▽
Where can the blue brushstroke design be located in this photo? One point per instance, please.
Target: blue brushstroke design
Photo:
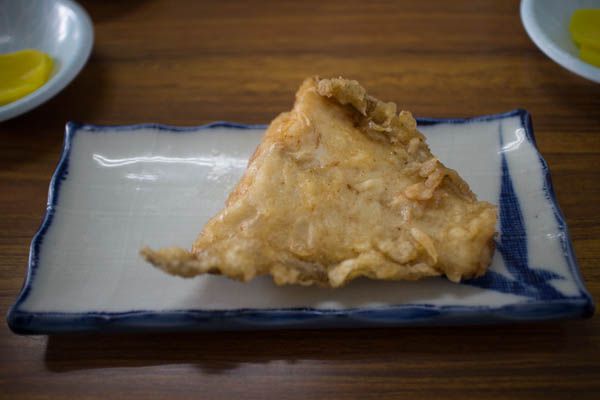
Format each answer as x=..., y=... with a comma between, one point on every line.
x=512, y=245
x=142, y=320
△
▽
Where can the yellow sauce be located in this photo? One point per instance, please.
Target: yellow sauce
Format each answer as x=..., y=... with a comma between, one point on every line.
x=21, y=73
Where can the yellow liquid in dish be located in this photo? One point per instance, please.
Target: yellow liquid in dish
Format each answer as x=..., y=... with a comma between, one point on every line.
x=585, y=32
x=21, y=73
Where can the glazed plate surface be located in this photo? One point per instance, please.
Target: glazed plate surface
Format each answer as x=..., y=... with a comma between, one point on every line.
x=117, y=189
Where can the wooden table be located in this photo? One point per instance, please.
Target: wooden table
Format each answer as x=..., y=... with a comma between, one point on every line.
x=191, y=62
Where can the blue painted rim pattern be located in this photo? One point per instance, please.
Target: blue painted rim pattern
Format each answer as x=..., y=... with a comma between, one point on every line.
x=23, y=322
△
▽
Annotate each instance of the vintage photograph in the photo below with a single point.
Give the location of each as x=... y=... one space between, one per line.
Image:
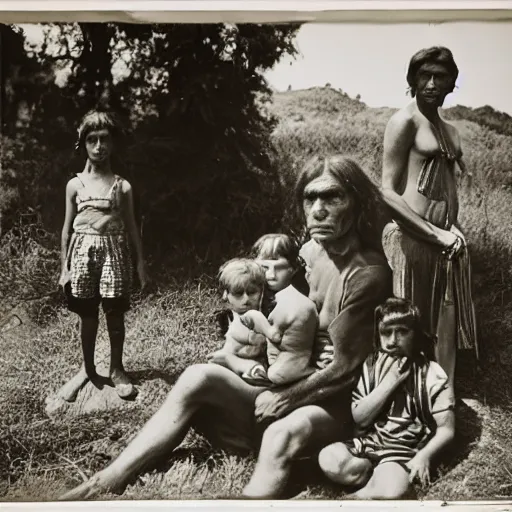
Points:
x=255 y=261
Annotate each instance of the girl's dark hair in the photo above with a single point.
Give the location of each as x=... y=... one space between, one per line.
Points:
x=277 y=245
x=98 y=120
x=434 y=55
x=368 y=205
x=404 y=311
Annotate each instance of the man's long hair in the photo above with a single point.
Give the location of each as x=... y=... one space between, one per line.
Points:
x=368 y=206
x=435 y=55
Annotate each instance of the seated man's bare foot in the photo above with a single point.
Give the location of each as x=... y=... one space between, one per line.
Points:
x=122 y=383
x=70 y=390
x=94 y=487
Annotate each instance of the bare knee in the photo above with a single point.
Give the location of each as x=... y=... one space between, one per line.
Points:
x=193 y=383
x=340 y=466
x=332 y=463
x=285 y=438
△
Copy the items again, starting at the line that contains "Where can the wooden" and ending at the line that contains "x=23, y=322", both included, with every coordinate in the answers offset by -66.

> _THE RESULT_
Where can the wooden table be located in this photo? One point per instance, please.
Target: wooden table
Format each answer as x=..., y=... with a comma between, one point on every line.
x=125, y=-4
Where can the blue painted rim pattern be located in this photo? One point per instance, please.
Target: blue painted rim pattern
Format each answer as x=..., y=... with a comma between, one point on every line.
x=-43, y=256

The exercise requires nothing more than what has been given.